WORK ORDER: This exercise calls for every record to be set down again, exactly and in full.

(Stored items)

####################

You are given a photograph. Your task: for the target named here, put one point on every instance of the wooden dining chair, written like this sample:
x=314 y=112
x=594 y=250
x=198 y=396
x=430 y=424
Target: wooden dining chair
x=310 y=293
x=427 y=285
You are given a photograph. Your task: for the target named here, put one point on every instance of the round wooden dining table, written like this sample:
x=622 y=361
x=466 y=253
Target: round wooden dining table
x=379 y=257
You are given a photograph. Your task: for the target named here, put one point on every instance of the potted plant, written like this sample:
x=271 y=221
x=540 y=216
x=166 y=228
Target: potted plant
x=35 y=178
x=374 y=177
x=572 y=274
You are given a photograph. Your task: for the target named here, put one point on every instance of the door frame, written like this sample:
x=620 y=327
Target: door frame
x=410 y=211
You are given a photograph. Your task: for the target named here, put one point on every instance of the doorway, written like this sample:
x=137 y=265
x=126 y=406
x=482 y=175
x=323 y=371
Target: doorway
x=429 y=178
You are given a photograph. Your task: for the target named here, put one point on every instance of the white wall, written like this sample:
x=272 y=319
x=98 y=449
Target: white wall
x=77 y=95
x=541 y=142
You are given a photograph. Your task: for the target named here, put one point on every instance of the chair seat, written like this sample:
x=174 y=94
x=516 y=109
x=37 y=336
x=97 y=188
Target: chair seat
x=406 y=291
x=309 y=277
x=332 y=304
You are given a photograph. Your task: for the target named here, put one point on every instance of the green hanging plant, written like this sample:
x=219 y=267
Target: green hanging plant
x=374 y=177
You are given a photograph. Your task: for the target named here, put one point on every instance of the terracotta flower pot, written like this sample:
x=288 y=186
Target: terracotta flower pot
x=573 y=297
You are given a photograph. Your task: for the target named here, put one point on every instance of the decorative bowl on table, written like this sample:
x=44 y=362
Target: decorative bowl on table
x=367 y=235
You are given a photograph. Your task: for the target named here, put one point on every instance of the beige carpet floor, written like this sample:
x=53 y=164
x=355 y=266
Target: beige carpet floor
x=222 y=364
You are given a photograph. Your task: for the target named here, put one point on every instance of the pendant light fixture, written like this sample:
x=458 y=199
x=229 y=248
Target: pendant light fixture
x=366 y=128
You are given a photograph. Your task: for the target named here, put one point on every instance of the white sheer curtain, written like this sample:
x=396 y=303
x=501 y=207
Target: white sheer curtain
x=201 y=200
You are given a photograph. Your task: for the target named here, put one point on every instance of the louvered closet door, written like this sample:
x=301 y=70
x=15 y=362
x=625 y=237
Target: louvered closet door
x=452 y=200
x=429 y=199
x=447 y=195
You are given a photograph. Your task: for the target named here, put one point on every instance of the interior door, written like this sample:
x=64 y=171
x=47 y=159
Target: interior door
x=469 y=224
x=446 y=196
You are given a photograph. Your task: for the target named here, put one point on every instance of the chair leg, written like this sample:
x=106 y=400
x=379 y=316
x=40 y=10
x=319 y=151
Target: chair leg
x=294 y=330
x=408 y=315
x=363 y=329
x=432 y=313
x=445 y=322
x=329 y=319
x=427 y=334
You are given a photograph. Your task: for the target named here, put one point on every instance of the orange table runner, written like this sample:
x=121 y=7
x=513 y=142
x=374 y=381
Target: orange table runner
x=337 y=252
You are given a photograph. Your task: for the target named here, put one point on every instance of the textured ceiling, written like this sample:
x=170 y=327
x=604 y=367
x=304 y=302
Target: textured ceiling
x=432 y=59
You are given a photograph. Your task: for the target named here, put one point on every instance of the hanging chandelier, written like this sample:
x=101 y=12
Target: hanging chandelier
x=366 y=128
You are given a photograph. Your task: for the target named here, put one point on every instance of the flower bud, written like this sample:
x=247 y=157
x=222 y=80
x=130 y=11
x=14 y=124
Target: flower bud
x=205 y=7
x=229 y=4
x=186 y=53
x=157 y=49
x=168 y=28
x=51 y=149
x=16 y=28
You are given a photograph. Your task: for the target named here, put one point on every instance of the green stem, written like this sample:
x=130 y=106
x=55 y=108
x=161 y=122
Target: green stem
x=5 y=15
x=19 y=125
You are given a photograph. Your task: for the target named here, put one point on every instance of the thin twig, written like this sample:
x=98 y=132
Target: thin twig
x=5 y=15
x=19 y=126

####################

ANSWER SECTION:
You are given a photograph. Your task: for the target named here, put one point on every instance of the wooden dining chair, written like this sample:
x=314 y=112
x=594 y=250
x=198 y=396
x=430 y=424
Target: wooden dining chair
x=310 y=293
x=427 y=285
You are given a photograph. Your task: for the target named here, put one point on every instance of the round wooden dining table, written like this sample:
x=622 y=361
x=466 y=253
Target: round wooden dining table
x=379 y=257
You are given a photograph. Your task: for the target named here, put one point on every instance of the potted plant, written like this sample:
x=271 y=221
x=540 y=216
x=166 y=228
Target: potted plant
x=35 y=178
x=374 y=177
x=572 y=274
You are given a photograph. Your task: for the target named here, put one point on every instance of the door frame, written like this sample:
x=620 y=327
Target: door frame
x=410 y=211
You are given a photograph. Your task: for the target named here, put one point on every instance of the doorway, written like this sample:
x=137 y=265
x=126 y=406
x=482 y=175
x=323 y=371
Target: doorway
x=429 y=178
You are given a photograph. Your task: for the target named here, put one point on every instance of the white wall, written like this sample:
x=272 y=319
x=98 y=449
Target: white wall
x=77 y=95
x=541 y=142
You are given a photograph. Your task: for the target named here, put one point on every instance of the chair seat, written like this sample:
x=174 y=94
x=516 y=109
x=37 y=336
x=97 y=188
Target: chair seat
x=406 y=291
x=309 y=277
x=332 y=304
You are given a photograph. Your task: for the target named here, put one point on every instance of the green hanging plant, written like this sample:
x=219 y=267
Target: green hanging plant
x=374 y=177
You are given a photograph. Your task: for the target named here, put one point on every instance of the terracotta flower pot, written like this sample:
x=288 y=186
Target: terracotta flower pot
x=573 y=297
You are given a photograph. Your task: for the target named here, put one point on every instance of the decorative bowl on table, written like this sample:
x=44 y=362
Target: decorative bowl on table
x=367 y=235
You are given a photograph. Your task: for the target named here, put one point on every instance of the beige carpet floor, written like this sample:
x=53 y=164
x=355 y=266
Target: beige carpet floor
x=222 y=364
You are given a photograph. Your task: for the target named here, put one point on every instance of the pendant light fixture, written like this sample:
x=458 y=199
x=229 y=248
Target: pendant light fixture
x=366 y=128
You are given a photograph. Your task: for the target named here, put one point on every instance of the white sheer curtain, written like this sample:
x=396 y=303
x=501 y=207
Target: white sheer curtain
x=201 y=200
You are given a photograph. Your task: for the target named here, put one point on every instance of the louvered closet door, written like this sample:
x=301 y=70
x=15 y=362
x=625 y=237
Target: louvered closet door
x=452 y=200
x=429 y=199
x=447 y=195
You are given a photograph. Your task: for the target named here, put one point on every instance of the interior door, written like this sample:
x=64 y=171
x=47 y=159
Target: interior door
x=469 y=224
x=446 y=196
You are given a photograph. Your task: for the target named here, put one point on every instance of the chair leg, written like this sample:
x=106 y=400
x=379 y=316
x=40 y=10
x=319 y=151
Target: chair leg
x=294 y=330
x=408 y=315
x=363 y=329
x=432 y=313
x=445 y=322
x=329 y=319
x=427 y=334
You are given a photograph. Your task: for the target named here, put one point on every instance of the orange table runner, written like this sample:
x=121 y=7
x=513 y=142
x=374 y=381
Target: orange table runner
x=337 y=252
You are given a photograph. Your task: for the target named here, put one point on every instance of the textured ceiling, written like this sample:
x=170 y=327
x=604 y=367
x=304 y=302
Target: textured ceiling
x=432 y=59
You are given a photograph. Your task: for the target named here, put one point on every instance of the hanging chandelier, written like this sample:
x=101 y=12
Target: hanging chandelier
x=366 y=128
You are given a photograph. Your task: for the target named here, put one point on every instance of the flower bud, written like this sample:
x=247 y=157
x=222 y=80
x=130 y=11
x=14 y=124
Target: flower bud
x=205 y=7
x=229 y=4
x=186 y=53
x=157 y=49
x=168 y=28
x=51 y=149
x=16 y=28
You are given a photograph. Your task: for the target named here, put one point on every instance of the green stem, written like this sample:
x=130 y=106
x=55 y=108
x=161 y=122
Target: green stem
x=5 y=15
x=19 y=125
You are given a photograph. Your task: for the target named here, put one point on every instance of the thin twig, written like this sample:
x=98 y=132
Target: thin twig
x=5 y=15
x=19 y=126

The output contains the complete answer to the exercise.